> **Passage to read**:
________________

Racialized Gendered Organizations
CONTACT: caleb_dawson@berkeley.edu
The “Racialized-Gendered Organizations” working group aims to investigate the intersection of race, gender, and organizations. We ask how organizations are both products and generators of unequal power structures in society. Topics of focus include: how racialized and/or gendered norms are created, enforced, and mobilized; roles of identity and power relations within/across organizations as they (re)produce, co-mediate, and enact social networks, practices, interactions, opportunities, and relations; the relationship across organizations (i.e., meso-level social structures) and across leveled context (e.g. the macro- and micro-level social structures) for the reproduction and contestation of oppression; how organizations provide affordances and constraints for individuals and groups; and the processes, potential, and tensions of structural change.

Relational Latinx and Asian American Cultural Studies
CONTACT: miguel_samano@berkeley.edu
Relational Latinx and Asian American Studies is a multi-disciplinary graduate student-led working group that will explore the aesthetic, political, and social practices of Latinx and Asian American communities as mutually entangled, a matter of linked fates. In anticipation of incipient demographic realities in the state of California and on campus, which has committed to achieving Hispanic-Serving Institution (HIS) status by 2026, but also in the wake of COVID-related anti-Asian violence—this group centers methodologies of relational racialization within the humanities and humanistic social sciences to probe some of the pressing research topics and issues of the moment.

________________

> **Task directions**: Return, word for word, the stretch of the working-group descriptions that runs from "Relational Latinx and Asian American Cultural" up to and including "of the moment.".

> **Stored data**:
________________

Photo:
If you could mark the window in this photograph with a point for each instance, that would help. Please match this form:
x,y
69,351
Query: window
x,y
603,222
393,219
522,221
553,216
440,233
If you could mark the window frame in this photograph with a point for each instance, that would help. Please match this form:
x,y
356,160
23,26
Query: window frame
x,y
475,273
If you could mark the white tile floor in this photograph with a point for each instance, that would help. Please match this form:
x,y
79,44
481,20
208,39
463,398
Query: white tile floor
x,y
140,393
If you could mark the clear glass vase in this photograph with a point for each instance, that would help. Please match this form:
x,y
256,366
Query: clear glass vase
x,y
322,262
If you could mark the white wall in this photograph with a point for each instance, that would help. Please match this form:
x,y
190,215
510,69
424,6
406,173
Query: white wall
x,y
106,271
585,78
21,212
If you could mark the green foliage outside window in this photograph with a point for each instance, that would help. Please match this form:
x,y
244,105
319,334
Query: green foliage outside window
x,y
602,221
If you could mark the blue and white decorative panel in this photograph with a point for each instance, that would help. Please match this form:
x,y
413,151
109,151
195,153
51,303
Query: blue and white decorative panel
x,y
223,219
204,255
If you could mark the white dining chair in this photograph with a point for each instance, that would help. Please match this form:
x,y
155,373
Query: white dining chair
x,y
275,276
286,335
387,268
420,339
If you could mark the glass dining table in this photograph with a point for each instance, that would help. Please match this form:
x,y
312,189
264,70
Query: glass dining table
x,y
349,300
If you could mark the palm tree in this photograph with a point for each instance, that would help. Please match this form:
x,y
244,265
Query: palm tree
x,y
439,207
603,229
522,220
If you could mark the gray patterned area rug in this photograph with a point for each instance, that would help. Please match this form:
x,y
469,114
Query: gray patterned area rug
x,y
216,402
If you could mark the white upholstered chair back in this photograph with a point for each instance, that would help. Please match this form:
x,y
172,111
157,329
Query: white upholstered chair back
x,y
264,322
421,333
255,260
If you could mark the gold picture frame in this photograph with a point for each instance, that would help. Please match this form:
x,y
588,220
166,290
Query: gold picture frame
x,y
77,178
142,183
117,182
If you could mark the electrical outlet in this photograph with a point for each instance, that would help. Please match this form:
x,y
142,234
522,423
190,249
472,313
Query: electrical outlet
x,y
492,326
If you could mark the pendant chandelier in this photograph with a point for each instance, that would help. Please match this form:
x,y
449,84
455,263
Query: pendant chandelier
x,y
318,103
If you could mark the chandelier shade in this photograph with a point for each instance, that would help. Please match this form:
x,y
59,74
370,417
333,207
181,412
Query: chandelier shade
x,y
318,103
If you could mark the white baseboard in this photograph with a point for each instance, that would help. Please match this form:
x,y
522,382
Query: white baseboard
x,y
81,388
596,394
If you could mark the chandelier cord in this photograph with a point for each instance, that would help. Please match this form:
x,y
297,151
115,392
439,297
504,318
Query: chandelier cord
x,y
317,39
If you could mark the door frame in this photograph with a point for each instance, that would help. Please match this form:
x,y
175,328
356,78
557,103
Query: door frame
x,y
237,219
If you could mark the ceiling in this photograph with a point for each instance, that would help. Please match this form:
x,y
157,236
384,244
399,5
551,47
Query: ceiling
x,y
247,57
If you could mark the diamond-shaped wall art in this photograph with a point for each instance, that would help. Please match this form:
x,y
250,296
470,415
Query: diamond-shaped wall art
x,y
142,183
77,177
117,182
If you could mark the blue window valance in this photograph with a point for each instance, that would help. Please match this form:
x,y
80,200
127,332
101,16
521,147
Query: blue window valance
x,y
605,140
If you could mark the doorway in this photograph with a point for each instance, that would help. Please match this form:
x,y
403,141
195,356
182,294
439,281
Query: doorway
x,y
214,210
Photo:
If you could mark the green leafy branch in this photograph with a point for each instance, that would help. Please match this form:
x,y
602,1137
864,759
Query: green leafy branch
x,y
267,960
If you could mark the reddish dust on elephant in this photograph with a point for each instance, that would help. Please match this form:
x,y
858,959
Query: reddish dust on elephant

________________

> **Response to this exercise**:
Relational Latinx and Asian American Cultural Studies
CONTACT: miguel_samano@berkeley.edu
Relational Latinx and Asian American Studies is a multi-disciplinary graduate student-led working group that will explore the aesthetic, political, and social practices of Latinx and Asian American communities as mutually entangled, a matter of linked fates. In anticipation of incipient demographic realities in the state of California and on campus, which has committed to achieving Hispanic-Serving Institution (HIS) status by 2026, but also in the wake of COVID-related anti-Asian violence—this group centers methodologies of relational racialization within the humanities and humanistic social sciences to probe some of the pressing research topics and issues of the moment.